> **Data shown**
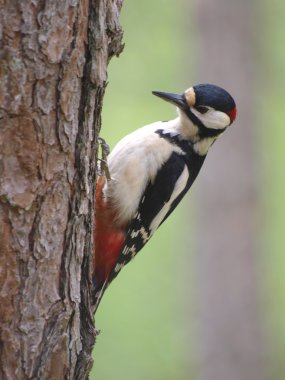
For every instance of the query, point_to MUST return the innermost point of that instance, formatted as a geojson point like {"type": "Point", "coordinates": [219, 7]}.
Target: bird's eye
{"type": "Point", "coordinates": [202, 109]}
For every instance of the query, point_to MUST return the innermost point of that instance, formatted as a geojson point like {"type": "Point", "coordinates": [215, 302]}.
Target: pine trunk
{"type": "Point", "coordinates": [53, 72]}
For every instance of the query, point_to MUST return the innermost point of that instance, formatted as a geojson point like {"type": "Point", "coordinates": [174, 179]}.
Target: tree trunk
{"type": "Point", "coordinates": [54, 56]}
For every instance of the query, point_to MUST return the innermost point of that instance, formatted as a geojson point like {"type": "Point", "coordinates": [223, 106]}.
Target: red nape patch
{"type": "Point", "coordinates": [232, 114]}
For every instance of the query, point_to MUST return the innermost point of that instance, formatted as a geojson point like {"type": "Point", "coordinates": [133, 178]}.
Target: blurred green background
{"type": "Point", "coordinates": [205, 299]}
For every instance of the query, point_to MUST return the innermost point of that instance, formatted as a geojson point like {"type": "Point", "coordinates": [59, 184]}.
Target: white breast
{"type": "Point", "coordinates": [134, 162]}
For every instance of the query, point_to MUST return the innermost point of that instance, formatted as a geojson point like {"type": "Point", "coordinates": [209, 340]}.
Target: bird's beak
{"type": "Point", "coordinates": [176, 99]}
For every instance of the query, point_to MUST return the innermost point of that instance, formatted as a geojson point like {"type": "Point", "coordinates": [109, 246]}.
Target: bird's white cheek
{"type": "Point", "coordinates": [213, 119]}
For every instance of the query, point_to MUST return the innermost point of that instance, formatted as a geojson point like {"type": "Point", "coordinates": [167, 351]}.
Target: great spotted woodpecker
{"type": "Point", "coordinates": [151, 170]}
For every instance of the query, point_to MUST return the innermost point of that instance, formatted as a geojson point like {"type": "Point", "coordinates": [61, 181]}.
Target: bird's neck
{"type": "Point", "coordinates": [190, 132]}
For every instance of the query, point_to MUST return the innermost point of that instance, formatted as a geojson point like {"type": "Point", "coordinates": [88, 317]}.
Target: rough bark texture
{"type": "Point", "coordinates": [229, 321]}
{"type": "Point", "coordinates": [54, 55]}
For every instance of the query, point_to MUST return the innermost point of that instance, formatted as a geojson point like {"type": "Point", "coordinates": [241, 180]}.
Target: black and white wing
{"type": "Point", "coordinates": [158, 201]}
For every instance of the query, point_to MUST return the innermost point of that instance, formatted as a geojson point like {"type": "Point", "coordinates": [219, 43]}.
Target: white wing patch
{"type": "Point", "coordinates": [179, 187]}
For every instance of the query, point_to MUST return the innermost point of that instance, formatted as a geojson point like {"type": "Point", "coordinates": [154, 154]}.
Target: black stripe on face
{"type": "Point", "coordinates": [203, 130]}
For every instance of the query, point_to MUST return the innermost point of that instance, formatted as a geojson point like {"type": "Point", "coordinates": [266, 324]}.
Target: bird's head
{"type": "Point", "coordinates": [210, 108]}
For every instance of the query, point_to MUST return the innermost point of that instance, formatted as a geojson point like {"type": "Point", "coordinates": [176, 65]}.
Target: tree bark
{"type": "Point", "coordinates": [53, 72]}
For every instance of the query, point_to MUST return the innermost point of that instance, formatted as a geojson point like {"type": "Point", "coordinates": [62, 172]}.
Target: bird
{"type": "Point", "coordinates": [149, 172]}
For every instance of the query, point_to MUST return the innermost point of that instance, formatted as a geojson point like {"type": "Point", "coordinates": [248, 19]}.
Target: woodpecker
--
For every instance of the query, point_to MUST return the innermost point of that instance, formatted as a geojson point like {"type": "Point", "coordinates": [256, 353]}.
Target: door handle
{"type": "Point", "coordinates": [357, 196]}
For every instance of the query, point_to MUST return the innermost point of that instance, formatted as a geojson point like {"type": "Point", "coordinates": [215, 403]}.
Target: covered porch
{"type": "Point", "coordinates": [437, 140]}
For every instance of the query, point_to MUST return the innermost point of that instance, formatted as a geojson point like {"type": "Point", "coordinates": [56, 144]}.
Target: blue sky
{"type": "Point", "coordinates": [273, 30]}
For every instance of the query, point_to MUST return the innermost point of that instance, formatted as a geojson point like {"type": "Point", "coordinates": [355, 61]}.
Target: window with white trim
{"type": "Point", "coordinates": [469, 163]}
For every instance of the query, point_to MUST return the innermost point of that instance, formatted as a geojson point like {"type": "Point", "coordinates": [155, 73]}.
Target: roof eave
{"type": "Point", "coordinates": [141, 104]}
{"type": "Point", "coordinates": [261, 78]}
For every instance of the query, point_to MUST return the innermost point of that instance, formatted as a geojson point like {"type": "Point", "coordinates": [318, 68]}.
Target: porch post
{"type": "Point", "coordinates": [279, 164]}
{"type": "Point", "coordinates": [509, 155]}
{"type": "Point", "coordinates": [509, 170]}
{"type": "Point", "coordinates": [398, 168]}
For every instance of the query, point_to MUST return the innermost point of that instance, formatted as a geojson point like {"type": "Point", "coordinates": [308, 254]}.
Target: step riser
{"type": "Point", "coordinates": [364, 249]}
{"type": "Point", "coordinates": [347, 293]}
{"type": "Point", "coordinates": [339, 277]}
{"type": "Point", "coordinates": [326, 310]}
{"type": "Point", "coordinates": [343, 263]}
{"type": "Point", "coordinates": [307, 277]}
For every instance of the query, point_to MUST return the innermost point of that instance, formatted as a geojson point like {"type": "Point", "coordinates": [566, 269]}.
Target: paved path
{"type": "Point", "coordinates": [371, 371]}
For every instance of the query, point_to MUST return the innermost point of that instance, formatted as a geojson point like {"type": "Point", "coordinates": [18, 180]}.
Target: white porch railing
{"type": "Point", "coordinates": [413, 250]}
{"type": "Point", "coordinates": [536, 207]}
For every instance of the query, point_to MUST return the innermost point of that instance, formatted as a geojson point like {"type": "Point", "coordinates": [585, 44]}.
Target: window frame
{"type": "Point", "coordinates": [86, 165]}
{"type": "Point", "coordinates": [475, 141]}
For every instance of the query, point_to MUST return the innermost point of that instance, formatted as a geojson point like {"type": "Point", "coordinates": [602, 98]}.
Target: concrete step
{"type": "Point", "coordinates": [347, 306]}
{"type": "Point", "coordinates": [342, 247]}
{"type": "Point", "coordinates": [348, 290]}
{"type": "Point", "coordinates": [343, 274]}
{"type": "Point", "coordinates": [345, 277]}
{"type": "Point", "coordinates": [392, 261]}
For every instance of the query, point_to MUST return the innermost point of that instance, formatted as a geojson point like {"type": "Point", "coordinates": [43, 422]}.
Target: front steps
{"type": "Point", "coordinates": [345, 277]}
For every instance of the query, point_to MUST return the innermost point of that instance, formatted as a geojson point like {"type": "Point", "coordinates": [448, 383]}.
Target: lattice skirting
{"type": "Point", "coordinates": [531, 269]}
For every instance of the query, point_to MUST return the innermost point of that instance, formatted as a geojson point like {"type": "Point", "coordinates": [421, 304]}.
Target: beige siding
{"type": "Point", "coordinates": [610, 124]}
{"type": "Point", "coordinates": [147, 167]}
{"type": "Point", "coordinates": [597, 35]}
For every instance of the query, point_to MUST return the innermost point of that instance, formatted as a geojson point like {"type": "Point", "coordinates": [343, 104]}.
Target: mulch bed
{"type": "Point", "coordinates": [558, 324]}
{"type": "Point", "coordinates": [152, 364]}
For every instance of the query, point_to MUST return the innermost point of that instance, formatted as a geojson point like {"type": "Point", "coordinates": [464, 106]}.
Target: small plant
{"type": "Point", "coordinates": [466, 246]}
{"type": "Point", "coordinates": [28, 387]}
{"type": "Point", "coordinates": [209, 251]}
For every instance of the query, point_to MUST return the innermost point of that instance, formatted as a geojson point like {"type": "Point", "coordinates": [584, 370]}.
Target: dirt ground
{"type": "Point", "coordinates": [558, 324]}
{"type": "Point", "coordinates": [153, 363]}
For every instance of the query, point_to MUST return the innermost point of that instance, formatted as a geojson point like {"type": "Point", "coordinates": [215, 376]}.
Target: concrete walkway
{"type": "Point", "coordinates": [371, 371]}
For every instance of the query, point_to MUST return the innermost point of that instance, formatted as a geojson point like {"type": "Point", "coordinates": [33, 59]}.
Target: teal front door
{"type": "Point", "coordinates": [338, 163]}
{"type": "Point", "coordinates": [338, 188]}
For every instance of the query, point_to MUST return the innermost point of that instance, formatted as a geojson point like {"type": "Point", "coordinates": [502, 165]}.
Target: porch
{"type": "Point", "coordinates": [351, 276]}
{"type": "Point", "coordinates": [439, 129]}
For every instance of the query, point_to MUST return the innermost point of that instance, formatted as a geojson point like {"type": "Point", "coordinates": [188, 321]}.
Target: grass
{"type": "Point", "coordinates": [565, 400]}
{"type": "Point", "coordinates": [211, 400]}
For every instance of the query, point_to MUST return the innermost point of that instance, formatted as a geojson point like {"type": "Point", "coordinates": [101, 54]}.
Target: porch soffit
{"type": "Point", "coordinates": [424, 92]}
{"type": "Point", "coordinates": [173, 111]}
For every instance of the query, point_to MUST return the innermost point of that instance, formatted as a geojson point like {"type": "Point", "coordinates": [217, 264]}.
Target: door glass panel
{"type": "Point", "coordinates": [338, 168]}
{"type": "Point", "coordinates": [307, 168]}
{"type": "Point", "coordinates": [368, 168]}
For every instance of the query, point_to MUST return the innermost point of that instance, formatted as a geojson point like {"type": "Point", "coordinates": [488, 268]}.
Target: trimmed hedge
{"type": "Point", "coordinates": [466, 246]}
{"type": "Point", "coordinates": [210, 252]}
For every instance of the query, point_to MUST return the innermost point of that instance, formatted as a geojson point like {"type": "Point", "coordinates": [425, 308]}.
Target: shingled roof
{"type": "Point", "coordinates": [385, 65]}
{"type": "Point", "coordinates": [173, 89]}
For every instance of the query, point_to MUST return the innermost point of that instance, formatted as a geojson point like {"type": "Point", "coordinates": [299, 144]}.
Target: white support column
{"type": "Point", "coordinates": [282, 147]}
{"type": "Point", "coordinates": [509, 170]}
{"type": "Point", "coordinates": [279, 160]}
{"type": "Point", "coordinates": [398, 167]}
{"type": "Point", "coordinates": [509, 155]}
---
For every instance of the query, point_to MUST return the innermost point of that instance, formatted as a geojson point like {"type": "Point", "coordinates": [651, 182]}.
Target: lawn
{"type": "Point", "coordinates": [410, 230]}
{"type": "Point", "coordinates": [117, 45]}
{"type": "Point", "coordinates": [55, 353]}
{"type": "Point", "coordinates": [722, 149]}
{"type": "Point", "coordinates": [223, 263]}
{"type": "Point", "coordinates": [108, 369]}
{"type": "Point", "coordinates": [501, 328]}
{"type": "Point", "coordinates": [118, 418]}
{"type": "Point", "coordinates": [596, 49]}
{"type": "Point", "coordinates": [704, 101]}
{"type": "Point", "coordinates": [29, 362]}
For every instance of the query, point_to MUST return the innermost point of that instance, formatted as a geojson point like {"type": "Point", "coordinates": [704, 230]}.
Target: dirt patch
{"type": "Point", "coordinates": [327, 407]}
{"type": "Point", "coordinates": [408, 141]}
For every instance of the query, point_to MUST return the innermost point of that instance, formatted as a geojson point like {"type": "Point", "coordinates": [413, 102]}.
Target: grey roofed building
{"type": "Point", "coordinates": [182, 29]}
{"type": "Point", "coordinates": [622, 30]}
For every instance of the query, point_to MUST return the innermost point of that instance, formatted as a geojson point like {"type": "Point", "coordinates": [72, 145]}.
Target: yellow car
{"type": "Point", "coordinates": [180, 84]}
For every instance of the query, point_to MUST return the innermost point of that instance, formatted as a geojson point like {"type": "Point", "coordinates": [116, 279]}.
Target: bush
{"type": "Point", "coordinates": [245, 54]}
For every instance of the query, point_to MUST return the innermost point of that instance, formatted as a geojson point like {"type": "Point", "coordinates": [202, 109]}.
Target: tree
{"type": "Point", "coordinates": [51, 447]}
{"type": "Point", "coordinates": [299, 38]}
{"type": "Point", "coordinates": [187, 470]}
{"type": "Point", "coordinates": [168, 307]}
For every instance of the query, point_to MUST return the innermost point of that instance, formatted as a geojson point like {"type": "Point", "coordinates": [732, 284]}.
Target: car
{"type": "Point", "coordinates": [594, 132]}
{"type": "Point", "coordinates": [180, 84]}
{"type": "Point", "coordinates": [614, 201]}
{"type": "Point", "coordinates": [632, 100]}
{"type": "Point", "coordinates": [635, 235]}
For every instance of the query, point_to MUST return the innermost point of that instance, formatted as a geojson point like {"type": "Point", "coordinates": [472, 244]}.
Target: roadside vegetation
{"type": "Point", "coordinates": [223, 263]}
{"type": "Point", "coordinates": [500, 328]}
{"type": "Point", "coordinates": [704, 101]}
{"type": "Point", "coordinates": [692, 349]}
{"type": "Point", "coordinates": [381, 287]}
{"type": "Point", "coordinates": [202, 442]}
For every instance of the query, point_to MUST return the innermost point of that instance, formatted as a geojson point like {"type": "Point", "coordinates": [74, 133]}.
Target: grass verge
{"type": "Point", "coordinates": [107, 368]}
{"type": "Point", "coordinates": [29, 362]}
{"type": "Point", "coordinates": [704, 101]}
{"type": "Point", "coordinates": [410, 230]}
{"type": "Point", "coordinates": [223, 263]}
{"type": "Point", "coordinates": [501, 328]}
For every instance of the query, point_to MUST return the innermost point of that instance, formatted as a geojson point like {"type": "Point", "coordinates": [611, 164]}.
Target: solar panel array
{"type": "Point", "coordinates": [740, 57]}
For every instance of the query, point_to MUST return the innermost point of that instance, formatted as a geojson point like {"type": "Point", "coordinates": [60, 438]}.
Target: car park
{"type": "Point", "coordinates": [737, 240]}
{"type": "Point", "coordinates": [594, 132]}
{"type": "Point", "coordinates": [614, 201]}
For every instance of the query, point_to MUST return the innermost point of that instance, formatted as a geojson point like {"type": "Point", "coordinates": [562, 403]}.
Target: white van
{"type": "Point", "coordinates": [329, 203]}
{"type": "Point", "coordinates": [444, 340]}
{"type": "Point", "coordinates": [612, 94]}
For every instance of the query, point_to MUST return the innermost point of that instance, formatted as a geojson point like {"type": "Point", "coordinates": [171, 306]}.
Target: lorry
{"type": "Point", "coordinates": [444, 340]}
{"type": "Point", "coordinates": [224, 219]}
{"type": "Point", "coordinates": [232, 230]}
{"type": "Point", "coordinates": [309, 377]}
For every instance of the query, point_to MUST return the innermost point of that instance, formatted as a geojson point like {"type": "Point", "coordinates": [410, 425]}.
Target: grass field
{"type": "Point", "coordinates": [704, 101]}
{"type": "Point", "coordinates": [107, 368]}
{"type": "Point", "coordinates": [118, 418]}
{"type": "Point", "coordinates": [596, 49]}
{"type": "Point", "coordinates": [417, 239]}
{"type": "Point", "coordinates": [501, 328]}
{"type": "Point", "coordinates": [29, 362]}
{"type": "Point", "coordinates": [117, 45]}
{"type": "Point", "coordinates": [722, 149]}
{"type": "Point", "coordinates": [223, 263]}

> **The exercise**
Please extract every line of the data above that contains the string "bird".

> **Task answer**
Target: bird's eye
Target: bird's beak
Target: bird's white cheek
Target: bird's neck
Target: bird's head
Target: bird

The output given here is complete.